SELECTED EXCERPT:
================================
Sqlite based cache for python projects

These details have not been verified by PyPI

Project links

Homepage

Development Status
- 3 - Alpha
Intended Audience
- Developers
Natural Language
- English
Programming Language

Project description

dinkycache for python projects

A very small and flexible name/value cache for python.

Intended for quick set up, in development and small scale projects.

Uses sqlite for storage and lzstring for compression.

Stores any data that can be parsed in to a string with json.dumps() and json.loads()
Returns int, dict and str just fine, but returns a list if supplied a tuple

Install

From pip

python -m pip install dinkycache

From github

# Copy the 'dinkycache' directory and 
# requirements.txt into your cwd
# Install dependencies:
python -m pip install -r requirements.txt

How to use

Import

from dinkycache import Dinky

3 main methods called like so:

Dinky().read(str: id)
Dinky().write(str: id, str:data, float:ttl)
Dinky().delete(str: id) -> int

Examples with default settings

from dinkycache import Dinky

#gets data from some slow source
def fetch_data(id):
    return "some data"

id = "001"

Then where you would normaly write:

results = fetch_data(id)

Write these two lines instead:

if (result := Dinky().read(id) == False):
    Dinky().write(id, result := fetch_data(id))

If you are running Python < 3.8 or just don't like walruses:

results = Dinky().read(id)
if results == False:
    results = fetch_data(id)
    Dinky().write(id, results)

This is also an option, its there, its fully supported, however not further documented:

    #Write:
    d = Dinky()
    d.id = "test"
    d.data = {"whatever": "floats"}
    d.setTTL(24) #hr
    d.write()
    print(d.data)

    #Read:
    d = Dinky()
    d.id = "test
    results = d.read()
    print(results)

In either case results will contain the data from cache if its there and within the specified TTL. Or it will call your get_some_data() to try and fetch the data instead.

Settings

Avaialble settings and default values

    dbfile: str = "dinkycache.db",  # name of sqlite file
    ttl: float = 2160,              # time to live in hours, default 2160 = 90 days, 0 = no expiry
    purge_rows: bool = True,        # will enforce row_limit if true
    row_limit: int = 10000,         # maximum number of rows in db
    row_overflow: int = 1000,       # buffer zone above row_limit before anything is deleted
    clean_expired: bool = True,     # will delete outdated entries if true
    clean_hrs: int = 24,            # time between cleanups of expried entries
    clean_iterations: int = 100,    # iterations (reads/writes) between cleanups

Set them in one of the following ways

# Positional arguments:
Dinky('preferred.db', 24).read(id)

# Keyword arguments:
Dinky(dbfile='preferred.db').read(id)

# Unpack list as positional arguments:
settings = ['preferred.db', 24]
Dinky(*settings).read(id)

# Unpack dict as keyword arguments:
settings = {
    'dbfile' = 'preferred.db',
    'ttl' = 24,
}
Dinky(**settings).read(id)
================================
GIVEN TASK A:
In the records, please write out everything from the line containing "target: leaf stem" down to the line containing "68L148 65L148 62L149" again, substituting "plant stem" for "leaf stem" and leaving all else unchanged.

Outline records
================================
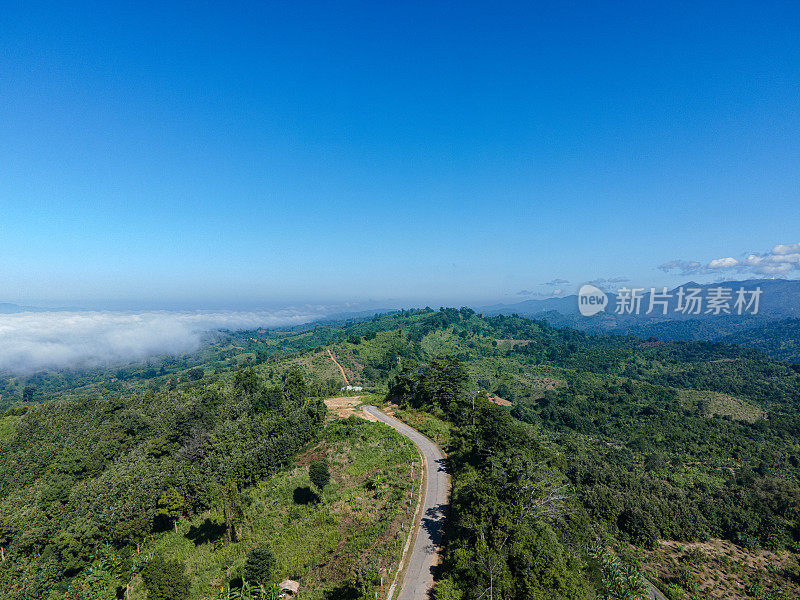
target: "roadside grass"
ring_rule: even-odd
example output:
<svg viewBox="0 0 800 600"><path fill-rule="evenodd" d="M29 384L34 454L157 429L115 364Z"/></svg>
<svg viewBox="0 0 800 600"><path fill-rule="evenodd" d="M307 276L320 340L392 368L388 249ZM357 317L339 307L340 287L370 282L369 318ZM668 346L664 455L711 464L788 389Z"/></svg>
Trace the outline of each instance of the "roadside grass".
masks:
<svg viewBox="0 0 800 600"><path fill-rule="evenodd" d="M322 456L332 478L320 494L307 465ZM221 514L212 510L181 523L177 534L154 538L142 553L183 561L192 600L212 598L224 583L240 578L248 550L260 544L275 554L276 582L300 582L301 600L341 594L359 576L367 580L370 597L385 596L411 515L408 462L405 439L389 427L357 417L334 421L292 466L242 492L238 542L224 542ZM211 533L198 538L199 531ZM140 578L129 600L146 600Z"/></svg>
<svg viewBox="0 0 800 600"><path fill-rule="evenodd" d="M443 450L450 446L453 426L447 421L413 408L397 408L392 416L427 436Z"/></svg>

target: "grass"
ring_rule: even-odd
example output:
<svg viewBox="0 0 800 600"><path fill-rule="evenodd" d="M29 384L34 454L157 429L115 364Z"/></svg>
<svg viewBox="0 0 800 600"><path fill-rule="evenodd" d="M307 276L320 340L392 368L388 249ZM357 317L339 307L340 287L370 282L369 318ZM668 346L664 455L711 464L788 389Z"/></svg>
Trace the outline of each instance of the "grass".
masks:
<svg viewBox="0 0 800 600"><path fill-rule="evenodd" d="M317 500L316 492L309 494L307 465L322 456L332 482ZM226 581L240 577L248 550L260 544L275 553L276 582L300 582L301 600L341 592L359 569L367 572L370 596L385 596L405 543L403 523L410 518L408 460L405 439L385 425L357 417L334 421L295 464L244 491L241 541L224 543L220 515L207 511L142 552L184 561L192 600L211 598ZM212 534L198 544L191 532L201 530ZM130 600L146 600L138 579Z"/></svg>
<svg viewBox="0 0 800 600"><path fill-rule="evenodd" d="M694 409L704 417L727 416L735 421L755 423L765 416L764 411L741 398L698 390L679 390L681 404Z"/></svg>

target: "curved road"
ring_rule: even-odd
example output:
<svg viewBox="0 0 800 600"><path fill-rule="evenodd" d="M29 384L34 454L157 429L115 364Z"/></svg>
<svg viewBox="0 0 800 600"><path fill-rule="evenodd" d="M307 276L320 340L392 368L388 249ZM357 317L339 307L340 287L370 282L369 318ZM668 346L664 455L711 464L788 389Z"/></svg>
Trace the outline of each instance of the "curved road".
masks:
<svg viewBox="0 0 800 600"><path fill-rule="evenodd" d="M416 429L401 423L375 406L365 406L364 411L383 421L409 438L425 458L425 498L422 518L415 522L416 538L410 556L406 557L406 571L397 600L426 598L433 586L433 570L439 562L442 529L447 509L450 478L444 470L444 457L439 447ZM391 600L391 597L390 597Z"/></svg>

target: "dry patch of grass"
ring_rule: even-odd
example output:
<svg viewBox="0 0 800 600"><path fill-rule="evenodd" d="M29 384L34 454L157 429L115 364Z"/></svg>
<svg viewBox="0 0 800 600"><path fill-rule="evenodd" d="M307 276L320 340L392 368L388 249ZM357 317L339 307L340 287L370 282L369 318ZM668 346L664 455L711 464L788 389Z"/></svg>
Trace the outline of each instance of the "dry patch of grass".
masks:
<svg viewBox="0 0 800 600"><path fill-rule="evenodd" d="M346 419L356 416L367 421L377 421L371 414L364 412L358 406L363 402L364 396L339 396L337 398L326 398L325 406L332 413L332 418Z"/></svg>
<svg viewBox="0 0 800 600"><path fill-rule="evenodd" d="M791 552L746 550L720 539L661 541L655 550L639 552L646 574L670 598L800 598L800 568Z"/></svg>
<svg viewBox="0 0 800 600"><path fill-rule="evenodd" d="M735 396L698 390L679 390L681 404L704 417L727 416L736 421L755 423L766 418L764 410Z"/></svg>

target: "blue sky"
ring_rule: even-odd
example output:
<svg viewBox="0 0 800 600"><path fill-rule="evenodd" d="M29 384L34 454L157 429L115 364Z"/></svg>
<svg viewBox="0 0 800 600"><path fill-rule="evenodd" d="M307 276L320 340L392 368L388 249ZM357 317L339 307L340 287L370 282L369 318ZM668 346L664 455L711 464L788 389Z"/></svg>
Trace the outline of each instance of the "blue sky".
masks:
<svg viewBox="0 0 800 600"><path fill-rule="evenodd" d="M4 3L0 300L517 301L800 241L796 3L553 4Z"/></svg>

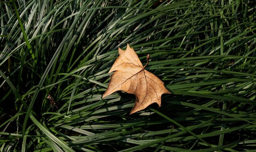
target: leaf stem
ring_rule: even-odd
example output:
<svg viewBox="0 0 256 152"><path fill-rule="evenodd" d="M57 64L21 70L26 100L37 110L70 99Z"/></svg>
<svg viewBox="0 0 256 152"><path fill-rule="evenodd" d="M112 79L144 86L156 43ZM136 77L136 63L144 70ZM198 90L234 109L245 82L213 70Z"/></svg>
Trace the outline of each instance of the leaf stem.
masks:
<svg viewBox="0 0 256 152"><path fill-rule="evenodd" d="M145 68L148 65L148 62L149 61L149 58L150 58L150 55L149 55L149 54L148 54L148 55L147 55L147 63L143 67L143 69Z"/></svg>

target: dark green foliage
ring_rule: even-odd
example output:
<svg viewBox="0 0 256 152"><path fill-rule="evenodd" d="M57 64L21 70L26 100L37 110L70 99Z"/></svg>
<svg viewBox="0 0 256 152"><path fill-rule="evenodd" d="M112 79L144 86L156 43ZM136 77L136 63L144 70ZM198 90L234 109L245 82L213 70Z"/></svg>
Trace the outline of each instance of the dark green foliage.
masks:
<svg viewBox="0 0 256 152"><path fill-rule="evenodd" d="M0 151L256 148L254 2L84 1L0 1ZM173 93L160 108L101 99L127 43Z"/></svg>

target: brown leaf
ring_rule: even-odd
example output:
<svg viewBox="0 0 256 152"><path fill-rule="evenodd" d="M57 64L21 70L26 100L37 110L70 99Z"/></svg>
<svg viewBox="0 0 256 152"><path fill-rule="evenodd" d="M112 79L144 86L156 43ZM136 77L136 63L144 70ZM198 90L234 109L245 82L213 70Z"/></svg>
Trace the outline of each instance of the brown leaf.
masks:
<svg viewBox="0 0 256 152"><path fill-rule="evenodd" d="M144 69L138 56L127 44L126 50L118 48L119 56L115 61L108 73L115 71L102 98L118 90L122 90L136 96L136 102L130 115L143 110L156 102L161 105L163 93L171 93L164 83L153 74Z"/></svg>

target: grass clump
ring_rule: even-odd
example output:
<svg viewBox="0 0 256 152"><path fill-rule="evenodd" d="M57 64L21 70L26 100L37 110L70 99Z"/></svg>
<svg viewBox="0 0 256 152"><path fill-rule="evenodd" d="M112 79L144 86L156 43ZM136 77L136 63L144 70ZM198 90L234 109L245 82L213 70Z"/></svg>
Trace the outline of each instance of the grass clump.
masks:
<svg viewBox="0 0 256 152"><path fill-rule="evenodd" d="M0 2L1 151L254 150L256 6ZM159 108L129 115L133 95L102 99L127 43L173 93Z"/></svg>

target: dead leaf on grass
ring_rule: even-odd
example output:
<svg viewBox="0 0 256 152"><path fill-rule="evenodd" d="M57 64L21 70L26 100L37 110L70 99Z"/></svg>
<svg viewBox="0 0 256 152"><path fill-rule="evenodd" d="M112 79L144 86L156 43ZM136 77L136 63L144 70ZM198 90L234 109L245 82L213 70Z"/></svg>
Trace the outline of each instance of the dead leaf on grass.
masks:
<svg viewBox="0 0 256 152"><path fill-rule="evenodd" d="M154 102L160 107L162 94L171 93L161 80L144 69L148 63L149 54L147 56L146 64L143 66L133 49L128 44L126 50L119 48L118 51L119 56L108 72L115 72L102 98L118 90L135 94L136 102L130 115Z"/></svg>

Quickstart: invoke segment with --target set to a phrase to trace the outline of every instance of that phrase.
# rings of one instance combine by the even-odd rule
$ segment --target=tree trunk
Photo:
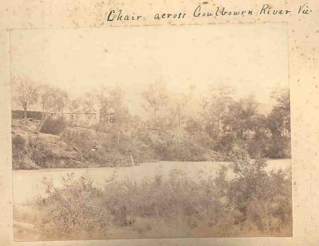
[[[118,145],[120,143],[120,132],[121,132],[120,131],[118,132]]]
[[[24,105],[23,110],[24,111],[24,120],[27,121],[27,106],[26,105]]]

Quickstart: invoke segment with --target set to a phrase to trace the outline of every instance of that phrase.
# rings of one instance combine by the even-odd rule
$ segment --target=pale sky
[[[198,97],[226,82],[264,106],[274,86],[289,86],[284,23],[13,29],[10,40],[12,76],[70,97],[118,85],[133,114],[145,113],[139,95],[158,79],[173,92],[196,85]]]

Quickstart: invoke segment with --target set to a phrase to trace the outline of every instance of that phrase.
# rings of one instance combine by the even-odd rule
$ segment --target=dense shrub
[[[61,188],[47,186],[48,197],[39,200],[48,215],[40,227],[43,236],[76,238],[119,227],[143,236],[196,236],[200,228],[212,229],[205,236],[291,235],[290,170],[267,172],[264,158],[252,160],[240,148],[231,156],[214,179],[199,172],[195,180],[173,171],[164,178],[160,170],[141,182],[109,180],[98,188],[87,176],[67,177]]]
[[[57,118],[49,117],[47,118],[41,128],[41,132],[43,133],[59,135],[66,127],[66,122],[62,117]]]
[[[12,136],[12,168],[18,169],[24,161],[25,140],[19,134]]]

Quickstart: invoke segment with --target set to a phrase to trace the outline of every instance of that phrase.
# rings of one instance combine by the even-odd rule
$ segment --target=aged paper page
[[[3,4],[1,245],[316,245],[317,7]]]

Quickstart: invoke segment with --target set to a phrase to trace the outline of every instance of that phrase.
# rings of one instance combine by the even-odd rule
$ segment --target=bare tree
[[[24,119],[26,120],[28,107],[37,101],[36,87],[27,78],[15,77],[13,79],[12,82],[16,84],[17,86],[14,92],[13,99],[22,106],[24,111]]]
[[[153,115],[153,124],[156,127],[157,114],[166,104],[168,97],[166,84],[161,80],[157,80],[149,84],[141,95],[147,102],[142,106],[146,111]]]

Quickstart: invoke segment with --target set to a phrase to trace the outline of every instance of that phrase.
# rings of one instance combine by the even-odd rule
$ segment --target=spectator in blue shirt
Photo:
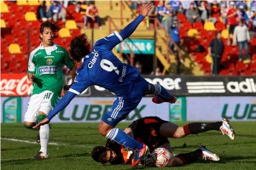
[[[58,19],[61,19],[62,22],[66,22],[66,9],[61,7],[60,2],[54,1],[50,5],[50,11],[52,14],[52,19],[54,21],[57,21]]]
[[[178,22],[177,20],[174,20],[173,24],[170,29],[170,36],[171,39],[177,45],[179,46],[180,43],[180,38],[179,38],[179,29],[178,29]],[[172,50],[174,49],[174,45],[172,41],[170,41],[170,48]]]
[[[179,7],[182,6],[182,3],[178,0],[171,0],[171,1],[168,1],[167,5],[172,5],[172,9],[177,14],[177,12],[179,9]]]

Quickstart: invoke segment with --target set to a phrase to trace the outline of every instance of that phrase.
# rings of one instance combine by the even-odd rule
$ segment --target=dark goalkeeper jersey
[[[134,139],[147,144],[152,152],[160,145],[166,143],[169,144],[168,139],[160,134],[160,127],[164,122],[168,122],[157,116],[147,116],[134,121],[129,128],[133,132]],[[118,156],[117,159],[111,164],[131,164],[133,158],[132,150],[111,139],[107,140],[106,146],[114,150]]]

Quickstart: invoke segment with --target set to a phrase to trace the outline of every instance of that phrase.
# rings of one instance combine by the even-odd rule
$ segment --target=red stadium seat
[[[223,30],[226,29],[225,25],[221,21],[216,22],[215,23],[215,27],[216,27],[218,31],[223,31]]]
[[[183,14],[177,14],[177,18],[179,20],[180,22],[186,22],[187,19]]]
[[[251,45],[252,45],[252,46],[256,46],[256,37],[253,37],[253,38],[251,40]]]
[[[240,72],[246,71],[248,68],[247,65],[245,65],[242,62],[236,63],[236,70]]]
[[[195,22],[193,27],[197,31],[201,31],[202,29],[204,29],[204,26],[201,22]]]
[[[192,28],[191,23],[189,21],[185,21],[182,24],[182,29],[188,31],[191,28]]]
[[[80,13],[73,13],[72,16],[76,22],[84,21],[84,17]]]
[[[250,70],[246,70],[241,74],[243,76],[252,76],[252,71]]]
[[[220,76],[230,76],[230,73],[228,70],[223,69],[219,71]]]
[[[256,71],[256,63],[250,63],[249,69],[252,71]]]

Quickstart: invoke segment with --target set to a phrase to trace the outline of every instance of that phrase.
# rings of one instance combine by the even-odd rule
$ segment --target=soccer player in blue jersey
[[[175,103],[176,98],[159,84],[151,84],[143,79],[136,67],[122,63],[112,49],[128,37],[153,8],[151,3],[143,3],[141,14],[119,33],[114,31],[98,40],[92,49],[84,34],[71,42],[71,56],[80,65],[77,76],[66,95],[60,100],[48,116],[34,128],[49,122],[70,101],[91,85],[98,85],[115,94],[116,100],[108,110],[99,125],[102,136],[135,150],[132,167],[136,167],[145,155],[148,146],[129,137],[115,126],[133,110],[146,94],[154,94],[152,101]]]

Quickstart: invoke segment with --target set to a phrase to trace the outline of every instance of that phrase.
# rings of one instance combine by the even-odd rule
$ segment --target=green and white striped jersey
[[[73,69],[75,65],[64,48],[56,44],[50,48],[44,48],[40,44],[34,49],[30,54],[27,69],[28,73],[35,74],[32,94],[49,90],[61,95],[64,65],[69,69]]]

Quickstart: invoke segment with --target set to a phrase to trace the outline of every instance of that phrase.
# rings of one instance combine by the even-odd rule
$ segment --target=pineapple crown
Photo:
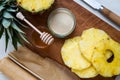
[[[0,38],[5,33],[5,50],[7,50],[10,39],[16,50],[18,43],[23,45],[22,40],[28,42],[25,33],[20,29],[20,26],[26,26],[20,23],[15,17],[18,10],[16,0],[0,0]]]

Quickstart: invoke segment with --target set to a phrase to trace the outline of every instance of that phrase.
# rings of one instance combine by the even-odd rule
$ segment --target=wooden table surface
[[[119,31],[117,31],[116,29],[114,29],[113,27],[111,27],[110,25],[108,25],[107,23],[99,19],[98,17],[96,17],[94,14],[84,9],[82,6],[76,4],[72,0],[56,0],[53,6],[49,10],[44,11],[43,13],[40,13],[40,14],[31,14],[26,11],[23,11],[23,13],[26,16],[26,18],[32,24],[34,24],[37,28],[39,28],[40,30],[49,31],[47,28],[48,16],[51,11],[53,11],[54,9],[58,7],[64,7],[64,8],[70,9],[76,17],[76,28],[74,32],[67,38],[71,38],[74,36],[80,36],[83,30],[94,27],[94,28],[99,28],[99,29],[104,30],[111,36],[111,38],[113,38],[114,40],[120,43],[120,32]],[[25,32],[27,33],[27,38],[30,40],[30,42],[33,42],[33,37],[31,36],[31,33],[33,32],[33,30],[31,28],[28,28],[28,29],[25,29]],[[38,38],[39,36],[37,35],[34,37]],[[39,55],[43,57],[52,58],[56,60],[57,62],[64,65],[62,58],[61,58],[60,51],[61,51],[61,47],[65,39],[55,38],[54,43],[44,49],[36,47],[34,43],[32,45],[27,44],[26,46],[30,48],[31,50],[37,52]],[[36,41],[37,40],[39,39],[36,39]],[[101,76],[97,76],[92,79],[81,79],[81,80],[114,80],[114,78],[115,77],[103,78]]]

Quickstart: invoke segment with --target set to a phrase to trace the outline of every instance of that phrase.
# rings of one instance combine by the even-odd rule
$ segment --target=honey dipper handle
[[[120,26],[120,16],[116,15],[109,9],[103,7],[103,9],[100,10],[102,14],[104,14],[106,17],[108,17],[110,20],[115,22],[118,26]]]

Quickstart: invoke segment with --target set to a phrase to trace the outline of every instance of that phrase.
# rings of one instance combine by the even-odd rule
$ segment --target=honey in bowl
[[[76,19],[67,8],[57,8],[48,17],[48,28],[51,33],[59,38],[64,38],[75,29]]]
[[[43,32],[47,32],[47,30],[45,28],[43,28],[42,26],[39,26],[40,30]],[[32,31],[31,33],[31,40],[32,40],[32,44],[37,47],[37,48],[46,48],[48,45],[45,44],[41,38],[40,35],[36,32],[36,31]]]

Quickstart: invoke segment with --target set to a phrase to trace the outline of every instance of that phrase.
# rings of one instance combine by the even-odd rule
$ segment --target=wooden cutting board
[[[84,9],[82,6],[76,4],[73,0],[56,0],[54,5],[47,11],[44,11],[43,13],[40,14],[31,14],[26,11],[23,11],[24,15],[26,18],[37,28],[40,30],[48,30],[47,29],[47,19],[51,11],[58,7],[64,7],[70,9],[73,14],[76,17],[76,28],[74,32],[68,36],[67,38],[71,38],[74,36],[80,36],[83,30],[89,29],[89,28],[99,28],[107,32],[114,40],[120,43],[120,32],[114,29],[112,26],[108,25],[101,19],[99,19],[97,16],[94,14],[90,13],[86,9]],[[48,30],[49,31],[49,30]],[[31,33],[33,30],[31,28],[25,29],[25,32],[27,33],[27,37],[30,40],[30,42],[33,41],[33,38],[31,37]],[[37,37],[37,40],[39,40],[39,36],[34,36],[35,38]],[[67,39],[66,38],[66,39]],[[37,41],[36,40],[36,41]],[[37,52],[43,57],[49,57],[57,62],[61,63],[64,65],[62,58],[61,58],[61,47],[64,43],[65,39],[59,39],[55,38],[55,41],[52,45],[50,45],[47,48],[38,48],[34,44],[32,45],[26,45],[28,48],[31,50]],[[101,76],[97,76],[92,79],[81,79],[81,80],[114,80],[115,77],[112,78],[103,78]]]

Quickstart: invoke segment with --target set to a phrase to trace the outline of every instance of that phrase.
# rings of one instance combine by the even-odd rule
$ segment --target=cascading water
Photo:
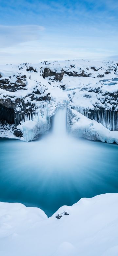
[[[118,192],[117,145],[69,136],[66,119],[66,108],[57,110],[52,129],[35,141],[0,138],[0,201],[49,216],[82,197]]]
[[[53,136],[64,137],[67,136],[66,108],[57,110],[53,124]]]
================================
GIVEN TASK B:
According to the dinkycache description, what does the package use for storage and for compression?

CORRECT ANSWER A:
target: plant stem
ring_rule: even-odd
example output:
<svg viewBox="0 0 256 152"><path fill-rule="evenodd" d="M57 64L21 70L26 100L37 110L70 99Z"/></svg>
<svg viewBox="0 0 256 152"><path fill-rule="evenodd" d="M112 79L144 86L156 43ZM136 77L136 63L144 70ZM198 90L234 109L245 82L213 70Z"/></svg>
Trace the outline of each instance of the plant stem.
masks:
<svg viewBox="0 0 256 152"><path fill-rule="evenodd" d="M145 68L148 65L148 62L149 61L149 58L150 58L150 55L149 55L149 54L148 54L148 55L147 55L147 63L143 67L143 69Z"/></svg>

CORRECT ANSWER B:
Sqlite for storage and lzstring for compression.